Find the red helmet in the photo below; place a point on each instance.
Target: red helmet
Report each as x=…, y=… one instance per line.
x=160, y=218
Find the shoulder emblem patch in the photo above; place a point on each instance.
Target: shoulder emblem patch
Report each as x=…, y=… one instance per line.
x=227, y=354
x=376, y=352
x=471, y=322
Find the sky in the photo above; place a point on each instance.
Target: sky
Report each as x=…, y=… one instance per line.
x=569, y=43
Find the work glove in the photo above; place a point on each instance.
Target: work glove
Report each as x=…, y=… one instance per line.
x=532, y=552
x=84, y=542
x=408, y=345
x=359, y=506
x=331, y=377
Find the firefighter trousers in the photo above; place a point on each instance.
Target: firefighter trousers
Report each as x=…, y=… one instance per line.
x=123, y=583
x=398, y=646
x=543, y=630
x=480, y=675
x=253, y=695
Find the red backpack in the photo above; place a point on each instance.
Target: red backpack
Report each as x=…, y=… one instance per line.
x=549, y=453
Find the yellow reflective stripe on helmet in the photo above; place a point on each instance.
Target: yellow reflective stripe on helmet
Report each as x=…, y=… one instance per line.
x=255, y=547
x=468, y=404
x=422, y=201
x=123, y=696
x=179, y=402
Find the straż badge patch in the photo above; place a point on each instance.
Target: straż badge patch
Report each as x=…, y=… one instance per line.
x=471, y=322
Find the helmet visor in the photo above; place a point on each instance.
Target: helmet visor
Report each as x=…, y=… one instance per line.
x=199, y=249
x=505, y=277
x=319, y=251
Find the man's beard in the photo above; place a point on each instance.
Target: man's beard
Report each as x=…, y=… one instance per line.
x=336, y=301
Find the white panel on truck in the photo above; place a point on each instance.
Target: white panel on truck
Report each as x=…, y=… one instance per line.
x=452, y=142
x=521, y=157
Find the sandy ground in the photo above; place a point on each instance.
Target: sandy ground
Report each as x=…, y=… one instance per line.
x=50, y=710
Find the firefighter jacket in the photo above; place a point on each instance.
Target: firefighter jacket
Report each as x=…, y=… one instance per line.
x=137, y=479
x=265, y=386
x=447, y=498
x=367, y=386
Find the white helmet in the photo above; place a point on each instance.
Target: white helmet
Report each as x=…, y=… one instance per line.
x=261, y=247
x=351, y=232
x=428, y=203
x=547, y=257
________________________
EXERCISE PROMPT → Copy the lines above exactly, beginning at the line that has "Find the straż" and stopping after the line that has "Target: helmet visor", and omit the rest.

RESPONSE TO THIS TASK →
Find the straż badge patch in the photo above; place a point on each instance.
Target: straż badge patch
Report each as x=…, y=… one instance per line.
x=471, y=322
Find the helmet visor in the photo above; place a point on each instance.
Target: helmet visor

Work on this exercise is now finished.